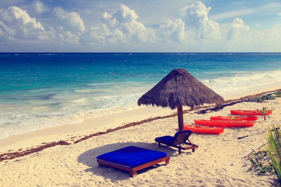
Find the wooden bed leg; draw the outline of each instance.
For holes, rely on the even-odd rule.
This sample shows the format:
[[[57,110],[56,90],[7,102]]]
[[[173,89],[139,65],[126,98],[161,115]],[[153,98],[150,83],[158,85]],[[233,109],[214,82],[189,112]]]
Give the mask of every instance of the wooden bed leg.
[[[137,172],[136,171],[131,171],[130,172],[130,175],[131,177],[134,177],[137,176]]]

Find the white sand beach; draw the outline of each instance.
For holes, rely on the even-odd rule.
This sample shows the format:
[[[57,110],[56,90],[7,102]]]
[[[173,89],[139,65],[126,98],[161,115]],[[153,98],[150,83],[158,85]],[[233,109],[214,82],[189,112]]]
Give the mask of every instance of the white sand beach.
[[[273,88],[264,90],[275,90],[276,88]],[[251,92],[243,94],[252,94]],[[229,98],[232,96],[229,96]],[[226,97],[224,97],[225,99]],[[112,115],[110,117],[100,117],[76,125],[11,137],[0,140],[0,154],[19,150],[23,151],[61,140],[71,144],[49,147],[0,162],[0,186],[273,186],[270,182],[273,182],[275,176],[261,176],[249,171],[251,162],[249,157],[241,158],[252,149],[257,148],[266,142],[269,125],[280,122],[281,98],[262,103],[245,101],[217,111],[209,110],[205,114],[196,112],[206,108],[199,109],[184,114],[184,119],[185,123],[193,124],[195,119],[229,115],[232,109],[254,110],[263,107],[275,109],[266,121],[260,116],[253,127],[227,128],[219,135],[193,133],[189,139],[199,147],[195,152],[191,150],[182,151],[181,155],[173,147],[165,145],[158,147],[154,140],[157,137],[174,134],[178,128],[176,116],[143,123],[73,143],[97,132],[176,111],[169,109],[144,107]],[[247,135],[249,136],[237,139],[238,137]],[[107,166],[98,167],[97,156],[131,145],[166,152],[170,157],[169,164],[165,165],[160,163],[139,171],[134,178],[130,177],[128,171]]]

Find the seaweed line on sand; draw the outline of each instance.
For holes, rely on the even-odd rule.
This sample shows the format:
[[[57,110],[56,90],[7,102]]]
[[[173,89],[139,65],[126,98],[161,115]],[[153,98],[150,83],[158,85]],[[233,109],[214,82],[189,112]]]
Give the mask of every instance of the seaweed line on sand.
[[[206,113],[211,112],[212,111],[218,111],[223,109],[225,107],[230,106],[233,105],[237,103],[241,102],[247,102],[250,101],[250,99],[253,97],[260,96],[261,95],[265,94],[268,93],[274,92],[277,91],[280,91],[281,90],[277,90],[273,91],[270,91],[263,92],[256,94],[251,95],[248,95],[244,97],[241,97],[239,99],[229,99],[225,101],[225,102],[223,104],[215,104],[212,105],[211,106],[205,106],[202,107],[199,107],[194,108],[192,109],[190,109],[188,110],[186,110],[183,111],[183,114],[186,114],[188,113],[190,111],[200,109],[202,109],[199,111],[196,112],[197,114],[204,114]],[[89,135],[85,136],[84,138],[80,138],[76,140],[74,142],[74,143],[77,143],[82,141],[87,140],[88,138],[100,135],[102,135],[107,133],[119,130],[120,129],[127,128],[130,127],[134,126],[136,125],[138,125],[148,122],[150,122],[152,121],[158,119],[162,119],[163,118],[170,118],[176,116],[177,115],[177,112],[175,112],[172,114],[166,116],[158,116],[155,117],[149,118],[137,122],[133,122],[130,123],[122,126],[121,126],[116,127],[113,129],[107,129],[105,132],[99,132],[96,133],[94,134],[92,134]],[[0,162],[2,162],[3,160],[5,160],[12,159],[16,158],[18,158],[23,157],[26,155],[30,155],[37,152],[38,152],[40,151],[47,148],[58,145],[70,145],[71,143],[68,143],[65,140],[61,140],[58,142],[51,142],[48,143],[46,143],[44,145],[39,146],[35,148],[32,148],[30,149],[21,152],[8,152],[7,153],[4,153],[0,155]],[[17,160],[16,161],[17,161]]]

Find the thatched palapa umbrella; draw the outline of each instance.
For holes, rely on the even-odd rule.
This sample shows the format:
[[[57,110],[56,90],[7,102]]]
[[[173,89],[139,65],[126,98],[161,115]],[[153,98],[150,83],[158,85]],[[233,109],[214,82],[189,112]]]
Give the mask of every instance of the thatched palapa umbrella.
[[[152,105],[158,107],[177,108],[179,130],[184,131],[182,106],[191,108],[204,104],[224,102],[216,93],[183,69],[172,70],[138,101],[139,106]]]

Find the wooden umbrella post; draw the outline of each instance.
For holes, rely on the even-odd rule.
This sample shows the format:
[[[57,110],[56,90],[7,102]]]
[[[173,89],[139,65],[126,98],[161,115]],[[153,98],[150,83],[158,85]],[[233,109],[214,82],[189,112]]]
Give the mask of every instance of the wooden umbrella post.
[[[178,109],[178,122],[179,123],[179,131],[184,131],[184,115],[182,105],[179,104],[177,107]]]

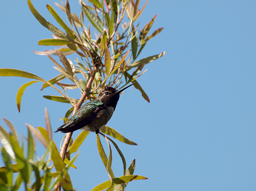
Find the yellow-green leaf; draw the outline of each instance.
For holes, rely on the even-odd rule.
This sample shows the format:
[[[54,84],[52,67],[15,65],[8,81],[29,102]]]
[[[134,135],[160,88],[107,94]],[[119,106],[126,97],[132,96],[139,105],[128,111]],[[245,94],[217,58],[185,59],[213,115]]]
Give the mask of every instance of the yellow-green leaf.
[[[111,66],[111,56],[110,55],[110,52],[106,44],[105,46],[105,67],[106,68],[106,73],[107,75],[109,75],[111,71],[110,68]]]
[[[19,112],[20,112],[20,104],[21,103],[21,98],[22,97],[23,93],[24,93],[25,89],[32,84],[37,82],[38,81],[31,81],[29,82],[26,83],[22,85],[21,87],[20,87],[20,88],[18,90],[17,95],[16,96],[16,102],[17,103],[17,107],[18,110],[19,110]]]
[[[129,182],[131,181],[135,180],[145,180],[148,178],[143,177],[142,176],[139,175],[128,175],[128,176],[123,176],[118,178],[115,178],[113,179],[114,182],[114,185],[118,185],[120,184]],[[95,187],[91,191],[99,191],[103,190],[105,189],[108,188],[111,185],[111,182],[110,180],[105,181],[105,182],[102,183],[100,185]]]
[[[149,57],[145,57],[145,59],[138,60],[136,61],[131,64],[130,64],[129,66],[127,67],[126,68],[126,70],[128,71],[130,70],[132,68],[137,67],[139,65],[142,64],[148,64],[150,62],[153,62],[154,60],[156,60],[159,59],[160,57],[162,57],[165,54],[165,51],[163,52],[161,54],[155,55],[154,56],[151,56]]]
[[[82,131],[71,145],[69,151],[69,154],[75,153],[77,151],[89,132],[90,131]]]
[[[66,32],[73,38],[74,38],[75,37],[72,32],[71,29],[66,24],[66,23],[63,21],[61,18],[59,16],[58,13],[55,11],[55,10],[52,8],[52,7],[50,5],[46,5],[47,8],[49,10],[49,11],[51,14],[53,16],[56,21],[59,23],[59,24],[66,30]]]
[[[63,46],[72,44],[72,42],[63,39],[42,39],[38,41],[38,45],[43,46]]]
[[[126,143],[129,145],[137,145],[135,143],[133,142],[131,140],[127,139],[117,131],[110,127],[105,126],[100,129],[100,131],[105,134],[108,135],[111,137],[114,137],[114,138],[120,140],[121,142]]]

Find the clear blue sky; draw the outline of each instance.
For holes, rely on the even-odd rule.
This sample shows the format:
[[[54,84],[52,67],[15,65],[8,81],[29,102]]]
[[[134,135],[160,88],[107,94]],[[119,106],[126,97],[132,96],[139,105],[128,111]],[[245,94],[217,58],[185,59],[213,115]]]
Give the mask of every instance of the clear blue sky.
[[[72,2],[75,12],[78,1]],[[46,7],[49,4],[57,10],[53,2],[32,1],[54,23]],[[47,56],[32,53],[49,48],[37,44],[51,33],[34,17],[26,1],[3,1],[2,7],[0,67],[45,79],[57,76]],[[166,51],[145,67],[148,71],[138,80],[150,103],[130,88],[108,123],[138,144],[117,141],[127,163],[136,159],[135,174],[149,178],[129,183],[127,190],[256,190],[255,10],[254,1],[149,0],[142,26],[157,13],[151,32],[165,29],[147,44],[140,59]],[[30,86],[19,113],[16,93],[29,80],[0,80],[0,117],[10,120],[20,136],[27,136],[26,122],[45,127],[45,107],[53,128],[62,124],[59,119],[69,105],[42,97],[58,95],[55,90],[40,91],[42,83]],[[74,97],[79,96],[77,92]],[[2,119],[0,124],[7,129]],[[56,134],[53,138],[59,143],[63,136]],[[39,155],[43,150],[37,144]],[[90,190],[108,179],[94,134],[80,150],[78,169],[70,171],[71,179],[77,190]],[[114,172],[121,176],[121,161],[116,152],[113,157]]]

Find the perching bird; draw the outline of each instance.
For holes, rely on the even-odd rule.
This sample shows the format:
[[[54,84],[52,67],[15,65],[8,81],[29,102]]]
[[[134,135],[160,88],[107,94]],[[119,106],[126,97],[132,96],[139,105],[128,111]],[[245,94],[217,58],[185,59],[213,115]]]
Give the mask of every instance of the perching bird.
[[[95,100],[85,104],[55,132],[69,132],[80,129],[97,132],[111,118],[120,93],[134,84],[120,90],[111,87],[104,87]]]

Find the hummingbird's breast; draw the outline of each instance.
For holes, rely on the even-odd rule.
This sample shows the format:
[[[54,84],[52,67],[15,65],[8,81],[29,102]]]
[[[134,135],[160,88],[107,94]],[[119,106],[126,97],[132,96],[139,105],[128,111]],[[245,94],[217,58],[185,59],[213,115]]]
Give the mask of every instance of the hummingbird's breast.
[[[82,128],[81,129],[86,131],[95,132],[97,129],[100,129],[107,124],[114,113],[114,109],[113,107],[107,107],[105,110],[99,111],[91,122],[86,126]]]

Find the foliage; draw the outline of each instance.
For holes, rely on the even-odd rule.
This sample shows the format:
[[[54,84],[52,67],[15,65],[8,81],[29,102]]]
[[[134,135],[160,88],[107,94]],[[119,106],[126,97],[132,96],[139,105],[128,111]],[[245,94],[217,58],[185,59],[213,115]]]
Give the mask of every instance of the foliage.
[[[34,16],[43,26],[53,33],[53,39],[40,40],[38,45],[58,47],[52,50],[34,52],[39,55],[48,55],[56,65],[53,68],[60,74],[46,80],[28,72],[0,69],[0,76],[18,76],[36,80],[23,85],[18,90],[17,104],[19,111],[20,111],[21,98],[26,88],[40,81],[44,82],[42,89],[50,86],[61,95],[45,95],[44,98],[71,104],[72,107],[61,118],[65,120],[69,117],[73,111],[75,113],[85,101],[95,99],[105,86],[121,88],[131,82],[136,82],[134,86],[149,102],[149,98],[137,79],[146,71],[142,72],[145,64],[161,57],[165,52],[138,60],[147,42],[163,29],[157,29],[149,35],[157,16],[155,15],[139,29],[137,20],[143,12],[147,1],[142,9],[139,10],[139,0],[88,0],[87,3],[80,1],[82,13],[79,17],[71,12],[68,1],[65,4],[60,1],[62,5],[56,3],[56,5],[66,13],[68,24],[51,5],[47,5],[46,7],[64,31],[47,21],[36,11],[31,1],[28,0],[29,7]],[[126,15],[128,19],[125,18]],[[86,24],[88,22],[90,24]],[[94,35],[91,31],[94,31]],[[130,52],[131,55],[129,56]],[[75,66],[66,57],[71,54],[76,54],[77,56],[74,61],[77,63]],[[61,64],[51,55],[57,55]],[[69,81],[69,84],[63,82],[64,80]],[[55,86],[55,84],[59,86],[62,91]],[[82,94],[80,99],[70,97],[66,90],[77,88]],[[5,164],[5,167],[0,169],[0,187],[4,188],[3,190],[17,190],[22,182],[24,182],[26,190],[52,190],[55,187],[59,189],[60,183],[64,190],[73,189],[68,170],[70,167],[76,168],[73,163],[77,156],[77,150],[89,132],[82,131],[74,142],[71,138],[72,133],[67,134],[60,153],[52,139],[51,128],[46,110],[45,118],[46,129],[35,128],[27,124],[28,129],[27,157],[24,154],[23,140],[20,145],[17,132],[11,123],[5,120],[12,131],[11,134],[8,134],[0,126],[0,140],[3,145],[2,153]],[[126,144],[136,145],[107,126],[105,126],[100,131]],[[146,179],[141,176],[133,175],[135,160],[127,169],[125,158],[117,144],[102,132],[100,132],[99,135],[103,136],[108,145],[108,157],[102,146],[99,134],[97,135],[97,143],[110,180],[97,186],[92,190],[102,190],[107,188],[107,190],[122,190],[130,181]],[[35,161],[35,146],[34,144],[35,137],[46,149],[43,156],[36,161]],[[123,162],[123,175],[119,178],[115,177],[111,168],[112,159],[110,142],[117,150]],[[71,159],[71,155],[75,153],[76,155]],[[49,159],[45,161],[48,155]],[[49,167],[51,161],[53,165]],[[15,163],[12,164],[12,161]],[[52,172],[53,166],[56,171]],[[12,180],[14,172],[18,173],[14,182]]]

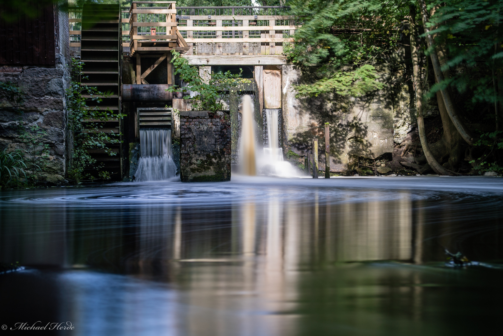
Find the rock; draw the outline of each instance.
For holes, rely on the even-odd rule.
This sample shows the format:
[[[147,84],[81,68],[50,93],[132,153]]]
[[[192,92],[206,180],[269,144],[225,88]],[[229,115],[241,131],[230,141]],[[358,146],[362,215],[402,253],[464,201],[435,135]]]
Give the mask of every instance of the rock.
[[[392,170],[392,170],[389,167],[381,166],[377,169],[377,172],[380,174],[387,174],[390,172],[391,172]]]
[[[54,97],[63,97],[64,94],[64,85],[62,78],[55,78],[51,79],[46,87],[46,94]]]

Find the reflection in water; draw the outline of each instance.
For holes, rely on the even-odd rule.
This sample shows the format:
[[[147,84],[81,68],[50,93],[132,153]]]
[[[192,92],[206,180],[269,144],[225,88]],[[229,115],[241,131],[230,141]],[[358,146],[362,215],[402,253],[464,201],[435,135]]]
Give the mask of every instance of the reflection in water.
[[[503,183],[473,181],[2,191],[0,261],[32,268],[0,275],[12,303],[0,324],[70,320],[81,335],[474,332],[502,312]],[[444,267],[444,247],[492,267]]]

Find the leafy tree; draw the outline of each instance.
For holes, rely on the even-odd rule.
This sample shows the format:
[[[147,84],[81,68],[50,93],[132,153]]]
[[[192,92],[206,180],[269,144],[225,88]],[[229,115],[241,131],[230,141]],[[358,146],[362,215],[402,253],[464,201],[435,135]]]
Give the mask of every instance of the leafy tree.
[[[81,86],[80,80],[86,78],[81,75],[84,63],[75,58],[72,58],[71,61],[73,80],[66,90],[66,97],[69,111],[68,127],[73,133],[73,149],[68,176],[70,179],[78,183],[86,178],[94,178],[85,173],[86,169],[93,167],[96,163],[96,160],[90,155],[88,149],[101,149],[109,155],[117,155],[117,153],[107,146],[107,144],[120,142],[120,134],[106,133],[101,129],[105,122],[112,118],[122,118],[122,115],[120,113],[114,114],[109,110],[88,106],[87,100],[100,103],[102,100],[100,96],[107,94],[100,92],[96,88]],[[82,97],[83,94],[92,97],[83,98]],[[100,175],[100,177],[102,175]]]
[[[294,36],[298,42],[285,53],[310,78],[298,87],[299,96],[358,96],[381,88],[374,65],[397,45],[402,7],[398,0],[294,2],[292,14],[304,19]]]
[[[173,86],[168,89],[170,92],[188,93],[189,91],[197,93],[193,97],[185,96],[184,98],[190,100],[193,109],[196,110],[208,110],[212,112],[223,108],[223,98],[226,93],[237,89],[240,83],[251,83],[252,80],[241,78],[241,73],[231,74],[230,71],[225,73],[216,72],[211,74],[211,78],[205,81],[199,74],[199,69],[197,66],[190,65],[187,59],[180,56],[177,51],[172,51],[173,55],[172,63],[175,69],[175,74],[180,76],[182,82],[186,86],[177,88]],[[210,77],[210,74],[207,74]]]

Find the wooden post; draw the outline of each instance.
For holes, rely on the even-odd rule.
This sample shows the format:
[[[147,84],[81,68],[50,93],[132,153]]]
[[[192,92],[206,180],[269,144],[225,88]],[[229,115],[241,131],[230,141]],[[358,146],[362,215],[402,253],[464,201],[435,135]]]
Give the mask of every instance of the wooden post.
[[[325,123],[325,178],[330,178],[330,124]]]
[[[273,26],[275,25],[276,21],[275,20],[269,20],[269,26],[272,28]],[[275,30],[270,30],[269,31],[269,38],[273,38],[276,37],[276,31]],[[269,42],[269,55],[275,55],[276,54],[276,52],[274,50],[274,47],[276,46],[276,44],[274,42]]]
[[[313,139],[313,179],[318,178],[318,139]]]
[[[166,60],[167,61],[167,65],[166,66],[167,71],[167,81],[166,84],[173,84],[173,64],[171,64],[171,52],[168,51],[167,55],[166,56]]]
[[[243,20],[243,27],[248,27],[249,21],[247,20]],[[247,30],[243,31],[243,38],[247,39],[249,37],[249,31]],[[244,42],[243,43],[243,55],[247,55],[249,52],[249,43]]]
[[[137,52],[136,52],[136,83],[141,84],[141,59],[140,58],[140,53]]]
[[[222,21],[221,20],[216,20],[216,27],[222,27]],[[222,38],[222,31],[217,30],[216,33],[216,38],[221,39]],[[222,54],[222,42],[217,42],[215,46],[215,55],[221,55]]]
[[[306,153],[306,157],[304,159],[304,172],[306,173],[306,175],[310,175],[310,170],[309,169],[309,154]]]

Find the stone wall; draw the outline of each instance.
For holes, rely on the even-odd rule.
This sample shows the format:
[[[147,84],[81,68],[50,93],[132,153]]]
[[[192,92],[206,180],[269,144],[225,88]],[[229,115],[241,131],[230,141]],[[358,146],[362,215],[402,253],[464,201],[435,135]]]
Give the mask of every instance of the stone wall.
[[[224,112],[180,112],[180,171],[184,182],[230,180],[230,118]]]
[[[58,184],[64,180],[68,155],[65,90],[68,85],[66,60],[56,55],[55,67],[0,67],[0,81],[10,82],[23,92],[20,104],[10,101],[0,92],[0,149],[32,150],[23,141],[27,132],[38,127],[44,134],[39,142],[49,146],[40,180]],[[36,129],[36,128],[35,128]],[[39,132],[40,134],[40,132]]]
[[[415,121],[409,108],[409,88],[405,67],[378,69],[384,89],[363,97],[320,95],[313,99],[295,97],[295,85],[301,80],[294,66],[282,68],[283,150],[301,156],[312,151],[311,139],[317,138],[318,162],[324,170],[324,123],[330,125],[330,171],[343,172],[352,156],[375,158],[393,151]]]

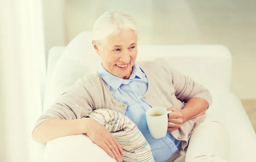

* * *

• [Direction]
Can you reproduce, word for word, the lines beginning at the one that contains "Find the foliage;" and ending with the one that contains "Give the mask of every instance of the foliage."?

• [Exercise result]
Find the foliage; draw the outline of each instance.
For holes, rely on the even-odd rule.
This sample shows the format:
[[[54,84],[52,67],[15,65],[8,81],[29,102]]]
[[[134,135],[160,88],[107,94]],[[119,106],[126,97],[132,96],[139,105],[128,111]],[[245,94],[217,58],[185,59],[213,115]]]
Give the mask of every instance of the foliage.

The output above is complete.